Document segment:
EU growth prompts interest rate rise

EU growth prompts interest rate rise

Rising prices have prompted the ECB to lift eurozone interest rates from 2.25 per cent to 2.5 per cent, the highest level in three years.

Jean-Claude Trichet, ECB president, said that the bank expected growth in the 12-country eurozone to reach around 2.1 per cent in 2006, up from his December prediction of 1.9 per cent.

“We should see stronger growth rates over the short term,” Trichet said, but warned that spiralling oil prices could still force further rate rises.

Eurozone inflation is expected to top 2.2 per cent in 2006, above the ECB’s 2 per cent ceiling. Wage increases prompted by the improving economic performance in key markets such as Germany are to blame for the increase.

The bank’s decision to increase interest rates for the second time in three months had been widely expected, with Trichet dropping numerous hints over the last few weeks.

But the bank’s longer-term policy remains unclear, with the bullish expectations of growth in the eurozone as a whole tempered by ongoing weakness in some economies, such as Italy.

But eurozone president Jean-Claude Juncker told Les Echos that the rate rise “would have no impact on growth” as a whole.

The Luxembourg leader warned Trichet last November that precipitous rate rises could harm the burgeoning recovery, but better-than-expected figures from Germany have helped consolidate eurozone growth.

Nonetheless, business leaders criticised the decision, warning that it could impact job creation in particular.

Pierre Simon, president of Eurochambres, the group that represents European chambers of commerce, urged the ECB to think beyond the need to control inflation.

“It is clear that the primary objective of the ECB is to maintain price stability.”

“However, the ECB should not lose sight of its other obligations to support the EU’s economic policies, in particular a high level of employment and sustainable growth.”

Simon added that business growth could also be affected by continued uncertainty over borrowing rates, with a succession of further rate rises likely to put a serious dent in business confidence.

Explore the material:
1: According to the article on the ECB rate rise, what eurozone growth rate does the bank expect for 2006?
2: Reproduce the part of the article on the ECB rate rise between "The bank’s decision" and "consolidate eurozone growth.", inclusive.

Record excerpts:

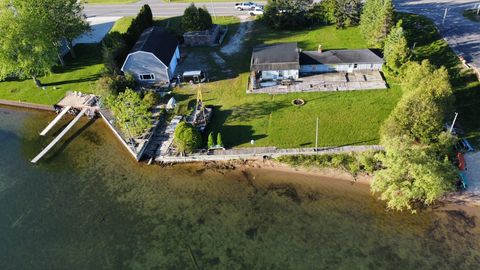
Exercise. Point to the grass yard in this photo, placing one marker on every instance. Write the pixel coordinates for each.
(271, 120)
(471, 14)
(78, 74)
(466, 86)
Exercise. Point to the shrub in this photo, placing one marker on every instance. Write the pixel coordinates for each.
(151, 98)
(114, 84)
(186, 138)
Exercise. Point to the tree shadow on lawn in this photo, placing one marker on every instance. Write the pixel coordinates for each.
(250, 111)
(90, 78)
(232, 135)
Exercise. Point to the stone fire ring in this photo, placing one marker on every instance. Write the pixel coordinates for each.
(298, 102)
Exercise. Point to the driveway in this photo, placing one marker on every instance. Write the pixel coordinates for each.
(461, 34)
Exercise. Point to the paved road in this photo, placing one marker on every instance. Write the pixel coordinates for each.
(462, 34)
(160, 9)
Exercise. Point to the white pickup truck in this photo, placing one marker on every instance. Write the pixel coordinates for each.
(245, 6)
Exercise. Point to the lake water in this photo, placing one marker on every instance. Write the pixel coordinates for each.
(88, 205)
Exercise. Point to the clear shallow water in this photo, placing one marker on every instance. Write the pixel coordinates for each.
(89, 206)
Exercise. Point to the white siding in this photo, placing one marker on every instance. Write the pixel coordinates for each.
(173, 63)
(279, 74)
(338, 68)
(145, 63)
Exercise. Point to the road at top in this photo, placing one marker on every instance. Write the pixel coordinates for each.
(462, 34)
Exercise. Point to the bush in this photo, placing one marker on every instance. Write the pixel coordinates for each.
(196, 19)
(186, 138)
(151, 98)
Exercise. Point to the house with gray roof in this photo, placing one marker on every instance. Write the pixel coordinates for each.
(275, 62)
(154, 57)
(312, 62)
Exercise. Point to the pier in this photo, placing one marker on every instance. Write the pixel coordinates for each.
(72, 102)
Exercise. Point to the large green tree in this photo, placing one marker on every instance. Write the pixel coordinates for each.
(396, 52)
(347, 12)
(376, 21)
(131, 112)
(67, 21)
(417, 166)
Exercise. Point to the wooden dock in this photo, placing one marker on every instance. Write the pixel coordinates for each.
(55, 121)
(60, 136)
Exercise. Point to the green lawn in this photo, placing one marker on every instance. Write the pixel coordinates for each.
(471, 14)
(430, 45)
(79, 74)
(271, 120)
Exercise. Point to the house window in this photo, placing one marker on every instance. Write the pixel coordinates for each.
(147, 77)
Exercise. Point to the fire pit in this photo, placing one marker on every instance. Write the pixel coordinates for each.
(298, 102)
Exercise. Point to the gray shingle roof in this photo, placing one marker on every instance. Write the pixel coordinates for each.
(159, 41)
(275, 57)
(364, 56)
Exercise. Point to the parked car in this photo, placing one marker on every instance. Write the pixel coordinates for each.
(256, 11)
(245, 6)
(195, 76)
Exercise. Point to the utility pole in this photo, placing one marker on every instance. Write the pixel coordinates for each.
(316, 137)
(453, 123)
(445, 15)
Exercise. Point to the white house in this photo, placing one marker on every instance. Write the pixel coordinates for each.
(312, 62)
(154, 57)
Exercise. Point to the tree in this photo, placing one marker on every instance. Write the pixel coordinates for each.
(204, 19)
(327, 8)
(142, 21)
(196, 19)
(186, 138)
(396, 51)
(376, 21)
(211, 142)
(219, 139)
(347, 12)
(132, 114)
(67, 22)
(27, 45)
(151, 99)
(412, 177)
(286, 14)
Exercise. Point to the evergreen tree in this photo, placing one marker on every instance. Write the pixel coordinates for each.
(211, 142)
(219, 139)
(396, 51)
(347, 12)
(376, 21)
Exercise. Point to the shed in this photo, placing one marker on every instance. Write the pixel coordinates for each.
(275, 62)
(154, 57)
(339, 61)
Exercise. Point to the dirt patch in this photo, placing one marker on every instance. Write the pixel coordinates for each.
(235, 43)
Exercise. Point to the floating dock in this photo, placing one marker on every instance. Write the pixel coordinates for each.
(72, 102)
(55, 121)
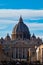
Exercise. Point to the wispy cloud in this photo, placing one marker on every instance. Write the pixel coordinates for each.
(26, 13)
(11, 16)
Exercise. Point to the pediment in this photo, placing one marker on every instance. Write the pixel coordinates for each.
(20, 44)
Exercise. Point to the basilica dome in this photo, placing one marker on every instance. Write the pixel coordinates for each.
(20, 30)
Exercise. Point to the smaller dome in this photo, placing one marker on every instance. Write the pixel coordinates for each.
(7, 37)
(21, 30)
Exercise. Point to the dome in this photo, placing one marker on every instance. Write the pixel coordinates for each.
(21, 30)
(7, 37)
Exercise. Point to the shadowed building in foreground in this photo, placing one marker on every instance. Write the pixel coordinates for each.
(21, 45)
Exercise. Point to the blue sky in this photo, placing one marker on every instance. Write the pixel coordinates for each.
(31, 11)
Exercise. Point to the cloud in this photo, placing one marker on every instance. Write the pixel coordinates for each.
(11, 16)
(35, 26)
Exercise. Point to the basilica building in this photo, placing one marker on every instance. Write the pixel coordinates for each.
(21, 45)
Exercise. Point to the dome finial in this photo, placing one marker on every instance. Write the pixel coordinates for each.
(20, 19)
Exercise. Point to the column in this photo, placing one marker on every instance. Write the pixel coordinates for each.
(22, 52)
(14, 53)
(25, 53)
(37, 53)
(18, 53)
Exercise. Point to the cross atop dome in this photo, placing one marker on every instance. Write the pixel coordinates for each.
(20, 19)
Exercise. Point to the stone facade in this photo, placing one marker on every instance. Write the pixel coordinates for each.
(17, 47)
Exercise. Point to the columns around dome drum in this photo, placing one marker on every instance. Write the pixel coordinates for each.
(20, 36)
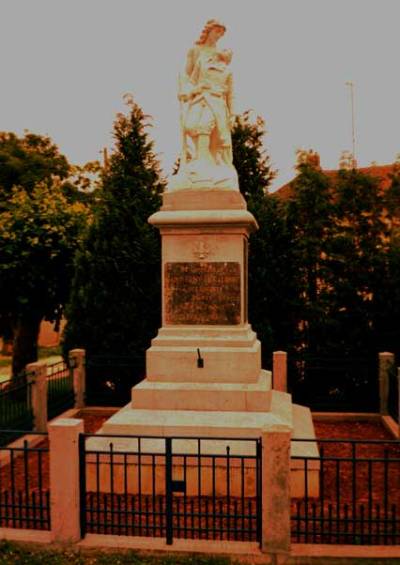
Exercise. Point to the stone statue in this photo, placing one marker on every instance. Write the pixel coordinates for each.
(206, 97)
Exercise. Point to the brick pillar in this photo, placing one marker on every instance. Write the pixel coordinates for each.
(386, 364)
(279, 370)
(276, 491)
(64, 479)
(38, 375)
(77, 365)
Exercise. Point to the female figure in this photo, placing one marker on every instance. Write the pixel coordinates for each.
(206, 108)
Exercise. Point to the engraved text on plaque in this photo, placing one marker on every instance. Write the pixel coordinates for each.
(202, 293)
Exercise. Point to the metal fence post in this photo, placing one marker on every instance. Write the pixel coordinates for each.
(386, 363)
(76, 358)
(38, 373)
(65, 510)
(168, 490)
(276, 490)
(398, 397)
(279, 370)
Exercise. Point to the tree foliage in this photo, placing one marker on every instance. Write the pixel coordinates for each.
(116, 299)
(40, 230)
(270, 265)
(28, 160)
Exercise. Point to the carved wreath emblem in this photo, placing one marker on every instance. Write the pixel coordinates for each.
(201, 250)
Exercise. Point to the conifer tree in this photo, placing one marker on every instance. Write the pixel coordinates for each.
(270, 265)
(115, 306)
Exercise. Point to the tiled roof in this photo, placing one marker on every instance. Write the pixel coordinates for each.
(381, 171)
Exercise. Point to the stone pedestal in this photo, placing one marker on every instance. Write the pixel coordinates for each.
(203, 369)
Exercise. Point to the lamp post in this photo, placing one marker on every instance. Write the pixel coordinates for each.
(350, 84)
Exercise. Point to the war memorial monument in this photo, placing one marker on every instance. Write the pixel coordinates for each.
(203, 369)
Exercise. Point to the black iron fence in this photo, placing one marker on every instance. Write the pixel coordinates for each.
(198, 488)
(354, 497)
(332, 384)
(60, 389)
(24, 492)
(393, 400)
(16, 404)
(110, 378)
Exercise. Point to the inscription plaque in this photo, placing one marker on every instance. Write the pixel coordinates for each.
(202, 293)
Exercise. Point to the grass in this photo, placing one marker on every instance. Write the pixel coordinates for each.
(24, 554)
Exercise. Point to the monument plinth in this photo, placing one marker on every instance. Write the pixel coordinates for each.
(203, 369)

Task-by-task results:
1: Around 2.1 per cent.

2:
The bank’s decision to increase interest rates for the second time in three months had been widely expected, with Trichet dropping numerous hints over the last few weeks.

But the bank’s longer-term policy remains unclear, with the bullish expectations of growth in the eurozone as a whole tempered by ongoing weakness in some economies, such as Italy.

But eurozone president Jean-Claude Juncker told Les Echos that the rate rise “would have no impact on growth” as a whole.

The Luxembourg leader warned Trichet last November that precipitous rate rises could harm the burgeoning recovery, but better-than-expected figures from Germany have helped consolidate eurozone growth.